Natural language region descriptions
_ _ _

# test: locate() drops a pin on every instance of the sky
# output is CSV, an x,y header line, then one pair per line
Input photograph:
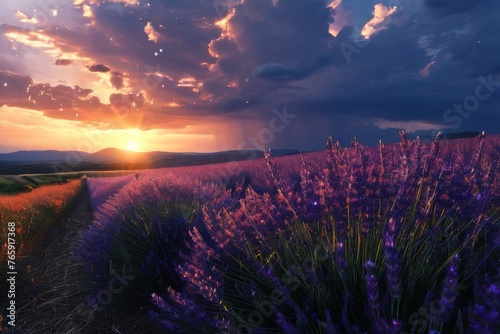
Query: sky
x,y
213,75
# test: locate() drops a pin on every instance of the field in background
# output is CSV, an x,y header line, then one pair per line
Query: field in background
x,y
384,239
34,213
402,237
14,184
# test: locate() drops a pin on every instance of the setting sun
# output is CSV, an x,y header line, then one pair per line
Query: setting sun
x,y
132,145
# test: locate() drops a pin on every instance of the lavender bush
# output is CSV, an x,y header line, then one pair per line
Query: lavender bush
x,y
387,239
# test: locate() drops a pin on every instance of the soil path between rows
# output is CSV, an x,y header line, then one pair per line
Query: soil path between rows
x,y
53,289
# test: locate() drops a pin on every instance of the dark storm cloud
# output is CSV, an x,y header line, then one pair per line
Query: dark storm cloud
x,y
280,72
448,7
98,68
63,62
428,58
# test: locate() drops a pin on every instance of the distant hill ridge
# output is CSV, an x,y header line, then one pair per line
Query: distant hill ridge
x,y
117,155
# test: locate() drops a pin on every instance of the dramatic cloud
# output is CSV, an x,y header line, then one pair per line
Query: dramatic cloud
x,y
380,14
64,62
117,80
342,67
99,68
153,35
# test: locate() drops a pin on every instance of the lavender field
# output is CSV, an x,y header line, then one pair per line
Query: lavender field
x,y
402,238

_ _ _

Reproduce the lines above letter for letter. The pictures stay behind.

• [Problem solution]:
# test: locate() drops a pin on every instance of the sky
# output is CSV, an x,y header line, then one pair per line
Input photograph:
Query: sky
x,y
213,75
# test: locate() drops a pin on every instance of the field in background
# output is CSV, an x,y header line, then one pair per line
Query: field in background
x,y
384,239
34,213
402,237
14,184
# test: locate() drops a pin on every instance of the setting sun
# output is CSV, an x,y header line, then one pair per line
Query: setting sun
x,y
132,145
# test: locate() drops a pin on every instance of the lavender bush
# output is CSV, an x,y header line, then one pair per line
Query: lavender bush
x,y
387,239
# test: locate() drops a pin on every instance of the soil path between rows
# output is CSV, an x,y header line, then one pair per line
Query: soil path between rows
x,y
53,289
# test: locate() drops a pin on every instance of the dark storm cloud
# output is CSV, an x,y header line, then one pair per line
Query: dark storm cloud
x,y
280,72
448,7
98,68
63,62
428,58
# test: locate() drops a pin on every instance of the distant hill ridge
# output is CSV, an x,y header line, then one pair per line
Query: distant hill ridge
x,y
117,155
# test: locate() drops a pin on every instance of the dramatic cloud
# output is CSV, an x,y header line, then one pair per line
Query: dramatic cloud
x,y
380,14
64,62
117,80
342,67
99,68
153,35
# test: locate() drops a pin on every instance of the lavender field
# output is CSV, an x,y header line, then one pair per line
Query: lavender field
x,y
402,238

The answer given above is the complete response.